DATA>
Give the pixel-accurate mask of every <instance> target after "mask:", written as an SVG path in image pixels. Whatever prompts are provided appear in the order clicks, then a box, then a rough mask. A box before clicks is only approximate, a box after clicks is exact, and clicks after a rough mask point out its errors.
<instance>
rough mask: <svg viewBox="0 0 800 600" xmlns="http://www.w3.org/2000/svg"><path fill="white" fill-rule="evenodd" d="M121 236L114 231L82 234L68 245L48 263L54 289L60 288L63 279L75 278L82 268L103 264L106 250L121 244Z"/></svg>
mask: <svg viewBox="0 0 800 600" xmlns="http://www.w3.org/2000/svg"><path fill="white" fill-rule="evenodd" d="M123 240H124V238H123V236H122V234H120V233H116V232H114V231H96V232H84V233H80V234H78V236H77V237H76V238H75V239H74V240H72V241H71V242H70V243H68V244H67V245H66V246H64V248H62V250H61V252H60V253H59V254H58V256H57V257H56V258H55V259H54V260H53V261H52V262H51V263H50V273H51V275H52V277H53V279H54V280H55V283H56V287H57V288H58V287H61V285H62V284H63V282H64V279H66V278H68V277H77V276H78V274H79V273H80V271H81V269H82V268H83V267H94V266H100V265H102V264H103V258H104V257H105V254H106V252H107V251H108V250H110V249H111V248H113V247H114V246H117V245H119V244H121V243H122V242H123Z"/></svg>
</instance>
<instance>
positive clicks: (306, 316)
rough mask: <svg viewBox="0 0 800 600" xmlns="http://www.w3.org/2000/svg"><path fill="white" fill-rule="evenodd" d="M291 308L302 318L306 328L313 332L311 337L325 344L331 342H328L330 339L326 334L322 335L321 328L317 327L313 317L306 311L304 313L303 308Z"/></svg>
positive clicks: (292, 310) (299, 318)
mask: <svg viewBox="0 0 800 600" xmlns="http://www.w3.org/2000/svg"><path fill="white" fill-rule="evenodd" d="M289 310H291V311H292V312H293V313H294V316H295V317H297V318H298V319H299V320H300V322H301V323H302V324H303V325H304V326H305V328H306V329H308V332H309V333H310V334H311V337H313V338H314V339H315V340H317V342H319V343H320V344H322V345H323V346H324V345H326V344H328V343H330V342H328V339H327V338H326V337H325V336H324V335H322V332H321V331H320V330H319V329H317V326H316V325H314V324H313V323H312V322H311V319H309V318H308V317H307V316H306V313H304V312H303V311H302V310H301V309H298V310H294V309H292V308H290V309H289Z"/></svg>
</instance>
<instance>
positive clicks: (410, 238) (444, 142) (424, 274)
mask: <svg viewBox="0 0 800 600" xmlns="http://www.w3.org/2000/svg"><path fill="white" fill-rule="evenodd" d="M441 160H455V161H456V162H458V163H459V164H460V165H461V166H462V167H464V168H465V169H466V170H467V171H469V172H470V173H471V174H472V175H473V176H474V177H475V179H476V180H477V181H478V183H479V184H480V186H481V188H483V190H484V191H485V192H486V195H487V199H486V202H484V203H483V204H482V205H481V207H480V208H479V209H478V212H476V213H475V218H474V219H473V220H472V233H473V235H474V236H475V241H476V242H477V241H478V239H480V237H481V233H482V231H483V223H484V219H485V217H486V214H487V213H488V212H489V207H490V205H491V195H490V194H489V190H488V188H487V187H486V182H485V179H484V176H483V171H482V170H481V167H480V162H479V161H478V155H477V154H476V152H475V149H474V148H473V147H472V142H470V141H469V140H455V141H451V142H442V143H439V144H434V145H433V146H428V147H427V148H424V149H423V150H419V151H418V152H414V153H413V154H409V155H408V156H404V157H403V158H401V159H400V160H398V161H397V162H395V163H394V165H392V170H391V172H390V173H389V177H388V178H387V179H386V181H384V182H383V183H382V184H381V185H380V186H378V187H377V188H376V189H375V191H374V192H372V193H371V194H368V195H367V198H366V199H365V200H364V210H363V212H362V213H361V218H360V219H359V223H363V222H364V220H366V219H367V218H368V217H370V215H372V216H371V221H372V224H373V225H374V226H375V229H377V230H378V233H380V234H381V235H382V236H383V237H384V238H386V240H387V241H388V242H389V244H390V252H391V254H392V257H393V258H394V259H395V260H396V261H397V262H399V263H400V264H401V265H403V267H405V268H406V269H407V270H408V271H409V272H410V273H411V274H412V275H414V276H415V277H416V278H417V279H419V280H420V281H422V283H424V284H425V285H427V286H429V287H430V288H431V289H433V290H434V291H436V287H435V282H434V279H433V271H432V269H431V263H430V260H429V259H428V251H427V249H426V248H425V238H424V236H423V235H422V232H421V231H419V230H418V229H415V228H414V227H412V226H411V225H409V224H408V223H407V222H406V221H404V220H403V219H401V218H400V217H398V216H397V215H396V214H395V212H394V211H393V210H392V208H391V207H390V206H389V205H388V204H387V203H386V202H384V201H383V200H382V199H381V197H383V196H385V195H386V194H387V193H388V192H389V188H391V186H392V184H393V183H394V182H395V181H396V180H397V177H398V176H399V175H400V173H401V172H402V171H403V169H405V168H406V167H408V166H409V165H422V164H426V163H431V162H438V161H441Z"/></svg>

PROBLEM DETAILS>
Can you print all of the data above again, line for line and unchanged?

ANSWER TO THE EXERCISE>
Give the pixel-accurate mask of every <instance> target after "mask:", written as an SVG path in image pixels. Whatever prompts are provided appear in the order clicks, then a box, then a rough mask. A box before clicks is only approximate, a box after clicks is exact, and clicks after a rough mask point out its errors.
<instance>
rough mask: <svg viewBox="0 0 800 600" xmlns="http://www.w3.org/2000/svg"><path fill="white" fill-rule="evenodd" d="M121 236L114 231L82 234L68 245L48 263L54 289L60 288L63 279L75 278L82 268L103 264L106 250L121 244Z"/></svg>
mask: <svg viewBox="0 0 800 600" xmlns="http://www.w3.org/2000/svg"><path fill="white" fill-rule="evenodd" d="M123 240H124V238H123V236H122V234H120V233H116V232H114V231H96V232H84V233H80V234H78V236H77V237H76V238H75V239H74V240H72V241H71V242H70V243H68V244H67V245H66V246H64V248H62V250H61V252H60V253H59V254H58V256H57V257H56V258H55V259H54V260H53V261H52V262H51V263H50V273H51V275H52V277H53V279H54V280H55V283H56V287H57V288H58V287H61V285H62V284H63V282H64V279H66V278H68V277H77V276H78V274H79V273H80V271H81V269H82V268H83V267H94V266H100V265H102V264H103V258H104V257H105V254H106V252H107V251H108V250H110V249H111V248H113V247H114V246H117V245H119V244H121V243H122V242H123Z"/></svg>
</instance>
<instance>
positive clicks: (306, 316)
rough mask: <svg viewBox="0 0 800 600" xmlns="http://www.w3.org/2000/svg"><path fill="white" fill-rule="evenodd" d="M291 308L302 318L306 328L313 332L311 337L325 344L331 342H328L330 339L326 334L322 335L321 328L317 327L313 317L306 311L304 313L303 308Z"/></svg>
positive clicks: (292, 310) (299, 318)
mask: <svg viewBox="0 0 800 600" xmlns="http://www.w3.org/2000/svg"><path fill="white" fill-rule="evenodd" d="M289 310H291V311H292V312H293V313H294V316H295V317H297V318H298V319H299V320H300V322H301V323H302V324H303V325H304V326H305V328H306V329H308V332H309V333H310V334H311V337H313V338H314V339H315V340H317V342H319V343H320V344H322V345H323V346H324V345H326V344H328V343H330V342H328V339H327V338H326V337H325V336H324V335H322V332H321V331H320V330H319V329H317V326H316V325H314V324H313V323H312V322H311V319H309V318H308V317H307V316H306V313H304V312H303V311H302V310H301V309H298V310H294V309H292V308H290V309H289Z"/></svg>
</instance>
<instance>
positive clicks: (410, 238) (444, 142) (424, 274)
mask: <svg viewBox="0 0 800 600" xmlns="http://www.w3.org/2000/svg"><path fill="white" fill-rule="evenodd" d="M441 160H455V161H456V162H458V163H459V164H460V165H461V166H462V167H464V168H465V169H466V170H467V171H469V172H470V173H471V174H472V175H473V176H474V177H475V179H476V180H477V181H478V183H479V184H480V186H481V188H483V190H484V191H485V192H486V195H487V199H486V202H484V203H483V204H482V205H481V207H480V208H479V209H478V212H476V213H475V218H474V219H473V220H472V233H473V235H474V236H475V241H476V242H477V241H478V239H480V237H481V233H482V231H483V223H484V219H485V217H486V214H487V213H488V212H489V207H490V205H491V195H490V194H489V190H488V188H487V187H486V182H485V179H484V176H483V171H482V170H481V167H480V162H479V161H478V155H477V154H476V152H475V149H474V148H473V147H472V142H470V141H469V140H455V141H451V142H442V143H439V144H434V145H433V146H428V147H427V148H424V149H423V150H419V151H418V152H414V153H413V154H409V155H408V156H404V157H403V158H401V159H400V160H398V161H397V162H395V163H394V165H392V170H391V172H390V173H389V177H388V178H387V179H386V181H384V182H383V183H382V184H381V185H380V186H378V187H377V188H376V189H375V191H374V192H372V193H371V194H368V195H367V198H366V199H365V200H364V210H363V212H362V213H361V218H360V219H359V223H363V222H364V220H366V219H367V218H368V217H370V215H372V216H371V221H372V224H373V225H374V226H375V229H377V230H378V233H380V234H381V235H382V236H383V237H384V238H386V240H387V241H388V242H389V244H390V252H391V254H392V257H393V258H394V259H395V260H396V261H397V262H399V263H400V264H401V265H403V267H405V268H406V269H407V270H408V271H409V272H410V273H411V274H412V275H414V276H415V277H416V278H417V279H419V280H420V281H422V283H424V284H425V285H427V286H429V287H430V288H431V289H433V290H434V291H436V287H435V282H434V279H433V271H432V269H431V263H430V260H429V259H428V251H427V249H426V248H425V238H424V236H423V235H422V232H421V231H419V230H418V229H415V228H414V227H412V226H411V225H409V224H408V223H407V222H406V221H404V220H403V219H401V218H400V217H398V216H397V215H396V214H395V212H394V211H393V210H392V208H391V207H390V206H389V205H388V204H387V203H386V202H384V201H383V200H382V199H381V197H383V196H385V195H386V194H387V193H388V192H389V188H391V186H392V184H393V183H394V182H395V181H396V180H397V177H398V176H399V175H400V173H401V172H402V171H403V169H405V168H406V167H408V166H409V165H422V164H426V163H431V162H438V161H441Z"/></svg>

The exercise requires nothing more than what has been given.